EXERCISE REQUIREMENTS
Collect every line in the rows below that contains the word "tongue", copying each one unchanged.
** start DATA ENTRIES **
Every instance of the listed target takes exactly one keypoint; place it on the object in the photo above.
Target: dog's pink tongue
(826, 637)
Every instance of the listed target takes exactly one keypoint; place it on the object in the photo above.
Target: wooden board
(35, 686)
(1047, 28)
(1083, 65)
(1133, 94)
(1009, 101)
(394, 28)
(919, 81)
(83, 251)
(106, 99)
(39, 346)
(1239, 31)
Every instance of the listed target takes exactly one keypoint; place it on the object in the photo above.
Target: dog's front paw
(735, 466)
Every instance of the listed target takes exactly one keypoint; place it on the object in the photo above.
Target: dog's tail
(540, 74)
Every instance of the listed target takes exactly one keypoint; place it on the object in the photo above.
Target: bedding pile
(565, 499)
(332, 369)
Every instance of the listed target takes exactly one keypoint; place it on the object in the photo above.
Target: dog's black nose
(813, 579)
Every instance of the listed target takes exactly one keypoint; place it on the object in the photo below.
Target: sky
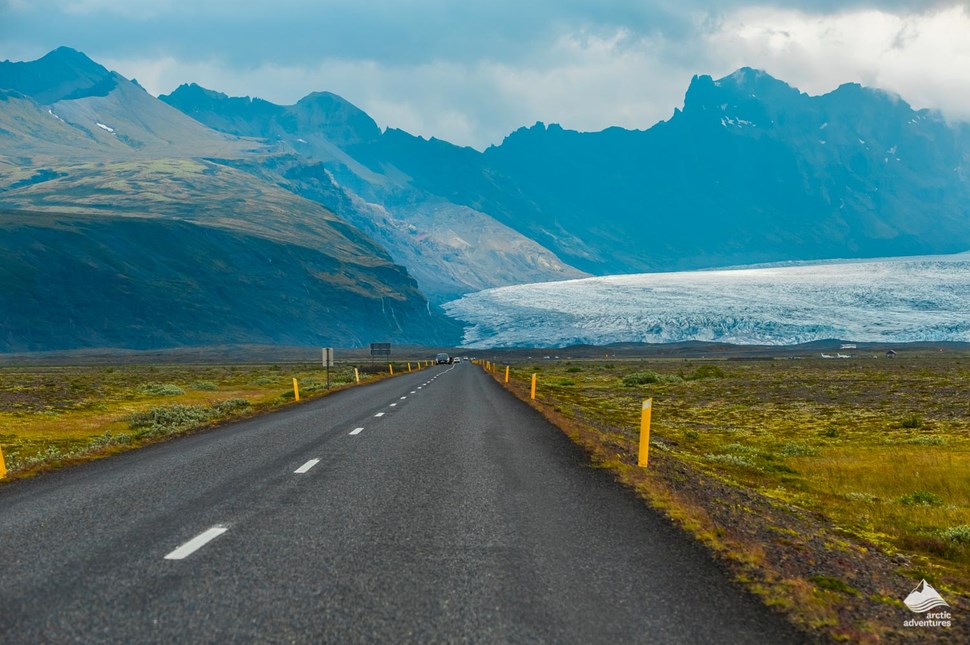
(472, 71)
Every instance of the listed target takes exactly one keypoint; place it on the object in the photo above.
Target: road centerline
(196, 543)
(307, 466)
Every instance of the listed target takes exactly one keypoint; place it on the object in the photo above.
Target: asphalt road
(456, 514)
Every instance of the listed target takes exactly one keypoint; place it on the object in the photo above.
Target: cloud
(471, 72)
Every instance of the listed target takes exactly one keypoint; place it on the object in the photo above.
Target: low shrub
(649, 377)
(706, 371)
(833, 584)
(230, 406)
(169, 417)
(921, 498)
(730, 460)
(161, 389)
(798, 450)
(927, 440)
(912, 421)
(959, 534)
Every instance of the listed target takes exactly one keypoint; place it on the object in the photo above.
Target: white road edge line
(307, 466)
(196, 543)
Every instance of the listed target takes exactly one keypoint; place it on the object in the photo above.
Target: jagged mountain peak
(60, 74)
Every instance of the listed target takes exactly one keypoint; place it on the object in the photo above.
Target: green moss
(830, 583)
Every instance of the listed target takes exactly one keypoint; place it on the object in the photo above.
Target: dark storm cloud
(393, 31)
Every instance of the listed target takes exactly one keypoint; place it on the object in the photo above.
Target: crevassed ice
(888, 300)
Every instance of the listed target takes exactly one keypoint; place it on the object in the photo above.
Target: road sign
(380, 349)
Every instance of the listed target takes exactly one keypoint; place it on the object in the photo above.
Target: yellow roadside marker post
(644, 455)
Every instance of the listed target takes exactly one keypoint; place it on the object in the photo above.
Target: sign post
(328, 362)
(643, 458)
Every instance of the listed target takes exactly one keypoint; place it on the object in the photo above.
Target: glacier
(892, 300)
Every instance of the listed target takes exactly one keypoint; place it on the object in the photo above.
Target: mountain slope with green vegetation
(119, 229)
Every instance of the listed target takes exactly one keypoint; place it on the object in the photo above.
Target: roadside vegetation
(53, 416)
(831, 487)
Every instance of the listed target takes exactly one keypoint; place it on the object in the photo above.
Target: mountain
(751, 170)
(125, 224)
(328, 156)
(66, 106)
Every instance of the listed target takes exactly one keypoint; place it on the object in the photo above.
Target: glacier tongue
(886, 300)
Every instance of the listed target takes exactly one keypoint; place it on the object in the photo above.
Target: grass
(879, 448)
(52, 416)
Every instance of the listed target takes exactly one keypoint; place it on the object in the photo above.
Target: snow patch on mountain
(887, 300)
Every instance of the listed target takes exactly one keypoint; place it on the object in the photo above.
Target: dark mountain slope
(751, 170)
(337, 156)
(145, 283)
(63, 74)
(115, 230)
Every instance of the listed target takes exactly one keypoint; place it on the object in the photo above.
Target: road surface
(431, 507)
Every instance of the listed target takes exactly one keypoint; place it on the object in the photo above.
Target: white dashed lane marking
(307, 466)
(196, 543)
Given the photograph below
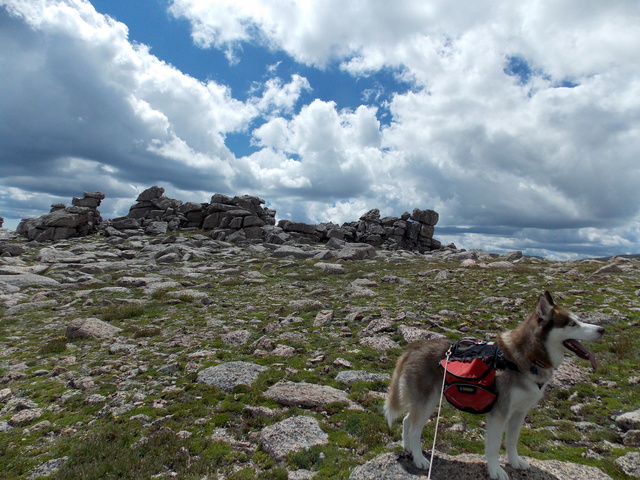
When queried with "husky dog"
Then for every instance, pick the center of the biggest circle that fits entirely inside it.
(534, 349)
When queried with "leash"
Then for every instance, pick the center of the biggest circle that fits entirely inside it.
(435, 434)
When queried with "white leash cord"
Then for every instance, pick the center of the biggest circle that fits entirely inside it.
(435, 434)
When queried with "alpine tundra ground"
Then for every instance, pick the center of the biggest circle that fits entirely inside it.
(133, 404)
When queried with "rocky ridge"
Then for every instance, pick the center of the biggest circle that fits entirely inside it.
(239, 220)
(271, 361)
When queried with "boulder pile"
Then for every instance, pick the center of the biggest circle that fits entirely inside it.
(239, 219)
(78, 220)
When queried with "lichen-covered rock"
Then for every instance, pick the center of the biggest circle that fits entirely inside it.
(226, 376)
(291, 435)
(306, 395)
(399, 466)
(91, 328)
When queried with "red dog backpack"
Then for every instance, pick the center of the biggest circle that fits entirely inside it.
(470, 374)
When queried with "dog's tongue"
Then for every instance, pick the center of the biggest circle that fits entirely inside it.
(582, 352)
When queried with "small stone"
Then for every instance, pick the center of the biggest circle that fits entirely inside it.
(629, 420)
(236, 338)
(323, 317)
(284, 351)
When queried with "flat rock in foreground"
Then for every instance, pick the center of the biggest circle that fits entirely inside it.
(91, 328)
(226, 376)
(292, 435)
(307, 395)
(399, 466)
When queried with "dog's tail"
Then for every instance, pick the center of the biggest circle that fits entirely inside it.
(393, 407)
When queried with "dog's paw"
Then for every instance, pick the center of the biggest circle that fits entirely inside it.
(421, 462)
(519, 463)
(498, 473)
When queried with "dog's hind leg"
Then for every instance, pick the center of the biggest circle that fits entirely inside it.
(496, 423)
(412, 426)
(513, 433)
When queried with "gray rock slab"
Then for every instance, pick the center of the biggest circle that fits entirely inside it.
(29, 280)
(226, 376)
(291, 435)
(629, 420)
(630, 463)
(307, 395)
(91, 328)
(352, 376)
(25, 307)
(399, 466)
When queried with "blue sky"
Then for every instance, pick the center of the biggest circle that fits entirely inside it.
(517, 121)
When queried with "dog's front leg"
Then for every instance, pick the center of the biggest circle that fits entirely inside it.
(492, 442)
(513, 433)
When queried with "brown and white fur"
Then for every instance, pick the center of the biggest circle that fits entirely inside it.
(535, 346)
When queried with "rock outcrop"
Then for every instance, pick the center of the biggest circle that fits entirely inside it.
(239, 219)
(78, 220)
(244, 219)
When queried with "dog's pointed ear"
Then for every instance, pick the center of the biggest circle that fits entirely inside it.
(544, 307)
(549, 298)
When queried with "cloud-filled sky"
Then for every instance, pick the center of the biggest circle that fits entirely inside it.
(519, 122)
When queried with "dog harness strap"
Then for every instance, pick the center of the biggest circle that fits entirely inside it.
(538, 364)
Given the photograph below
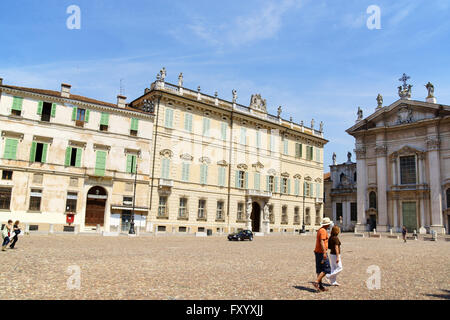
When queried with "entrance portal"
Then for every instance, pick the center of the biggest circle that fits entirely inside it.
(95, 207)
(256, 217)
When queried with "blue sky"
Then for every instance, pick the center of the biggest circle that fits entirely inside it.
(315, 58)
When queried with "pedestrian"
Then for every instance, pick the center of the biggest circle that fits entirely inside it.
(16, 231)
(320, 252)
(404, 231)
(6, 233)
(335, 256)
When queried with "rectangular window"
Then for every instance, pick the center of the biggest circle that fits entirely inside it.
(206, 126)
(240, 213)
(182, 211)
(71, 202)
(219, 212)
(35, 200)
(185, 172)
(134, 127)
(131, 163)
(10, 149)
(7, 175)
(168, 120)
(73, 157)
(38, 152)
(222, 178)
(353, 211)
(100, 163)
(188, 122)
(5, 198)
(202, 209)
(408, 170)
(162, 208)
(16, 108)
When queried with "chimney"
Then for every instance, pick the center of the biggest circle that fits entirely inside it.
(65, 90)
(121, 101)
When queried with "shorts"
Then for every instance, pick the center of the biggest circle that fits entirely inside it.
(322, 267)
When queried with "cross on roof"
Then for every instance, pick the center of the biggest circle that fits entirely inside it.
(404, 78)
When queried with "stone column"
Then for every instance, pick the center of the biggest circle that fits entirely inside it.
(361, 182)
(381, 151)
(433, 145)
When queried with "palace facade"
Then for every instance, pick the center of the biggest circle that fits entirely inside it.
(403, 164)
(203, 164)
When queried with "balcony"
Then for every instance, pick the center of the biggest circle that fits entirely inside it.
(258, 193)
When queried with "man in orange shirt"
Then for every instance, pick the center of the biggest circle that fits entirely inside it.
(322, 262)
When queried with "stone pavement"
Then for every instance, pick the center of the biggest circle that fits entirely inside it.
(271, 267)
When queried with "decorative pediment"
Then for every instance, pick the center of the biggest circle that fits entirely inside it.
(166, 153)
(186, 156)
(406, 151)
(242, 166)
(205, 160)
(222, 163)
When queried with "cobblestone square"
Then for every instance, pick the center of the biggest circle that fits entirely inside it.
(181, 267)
** end DATA ENTRIES **
OUTPUT
Target: dog's pink tongue
Target: glacier tongue
When queried with "dog's tongue"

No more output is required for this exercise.